(Data to use begins)

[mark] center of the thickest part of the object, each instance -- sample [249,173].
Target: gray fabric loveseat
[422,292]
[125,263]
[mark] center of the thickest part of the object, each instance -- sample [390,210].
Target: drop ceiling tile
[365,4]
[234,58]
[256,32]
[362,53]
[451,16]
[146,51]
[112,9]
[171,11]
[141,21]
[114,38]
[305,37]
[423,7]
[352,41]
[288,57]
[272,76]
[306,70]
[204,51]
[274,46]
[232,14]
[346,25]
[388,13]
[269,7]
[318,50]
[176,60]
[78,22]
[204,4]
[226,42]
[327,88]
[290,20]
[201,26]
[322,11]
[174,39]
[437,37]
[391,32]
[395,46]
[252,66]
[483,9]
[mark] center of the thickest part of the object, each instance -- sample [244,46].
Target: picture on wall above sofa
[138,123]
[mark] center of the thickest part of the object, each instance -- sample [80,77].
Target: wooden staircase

(Data to use ends)
(Data to use begins)

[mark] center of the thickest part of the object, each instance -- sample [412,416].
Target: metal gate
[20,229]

(Data to use ends)
(Data to use begins)

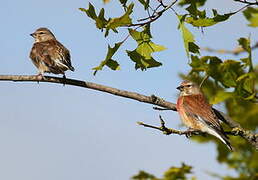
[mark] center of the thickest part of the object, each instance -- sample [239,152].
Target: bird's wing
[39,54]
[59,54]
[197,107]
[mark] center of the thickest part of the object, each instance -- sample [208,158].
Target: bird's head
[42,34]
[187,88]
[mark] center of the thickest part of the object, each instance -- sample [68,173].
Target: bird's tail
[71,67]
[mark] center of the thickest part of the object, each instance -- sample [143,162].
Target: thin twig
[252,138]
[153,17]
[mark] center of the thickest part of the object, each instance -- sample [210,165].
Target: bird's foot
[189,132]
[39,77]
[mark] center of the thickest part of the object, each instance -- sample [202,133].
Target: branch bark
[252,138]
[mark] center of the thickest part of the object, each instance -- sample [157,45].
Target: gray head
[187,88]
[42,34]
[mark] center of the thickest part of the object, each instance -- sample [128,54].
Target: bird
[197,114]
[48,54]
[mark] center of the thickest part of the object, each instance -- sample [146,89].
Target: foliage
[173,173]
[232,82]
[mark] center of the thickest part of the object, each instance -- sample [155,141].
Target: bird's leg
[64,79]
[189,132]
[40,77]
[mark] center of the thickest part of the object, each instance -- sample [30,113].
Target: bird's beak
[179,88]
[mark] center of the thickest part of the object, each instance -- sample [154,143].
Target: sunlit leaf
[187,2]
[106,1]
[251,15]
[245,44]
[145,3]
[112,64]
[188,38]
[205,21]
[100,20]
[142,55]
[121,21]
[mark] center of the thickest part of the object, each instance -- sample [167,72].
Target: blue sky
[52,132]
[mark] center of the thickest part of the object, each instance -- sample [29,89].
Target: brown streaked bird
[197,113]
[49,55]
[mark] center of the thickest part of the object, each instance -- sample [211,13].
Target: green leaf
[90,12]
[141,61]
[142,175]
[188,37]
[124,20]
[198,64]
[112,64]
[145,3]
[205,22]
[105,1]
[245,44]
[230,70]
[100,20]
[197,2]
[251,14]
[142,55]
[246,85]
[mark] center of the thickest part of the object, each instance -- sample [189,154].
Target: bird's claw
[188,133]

(Data to use ends)

What you are asked to do: In the listing above, find the line with "-- sample [154,143]." and the line with "-- sample [29,89].". Output those two lines and every line between them, exactly as written.

Solution to this problem:
[mark] center of the thickest part of the object, each instance -- sample [154,143].
Target: sunlit leaf
[187,2]
[106,1]
[251,15]
[245,44]
[145,3]
[112,64]
[188,38]
[205,21]
[100,20]
[142,55]
[121,21]
[mark] center of the thickest part of the object, each instance -- sample [167,72].
Target: blue sky
[52,132]
[mark] center of the thickest part of the object, each instance -- sample [29,89].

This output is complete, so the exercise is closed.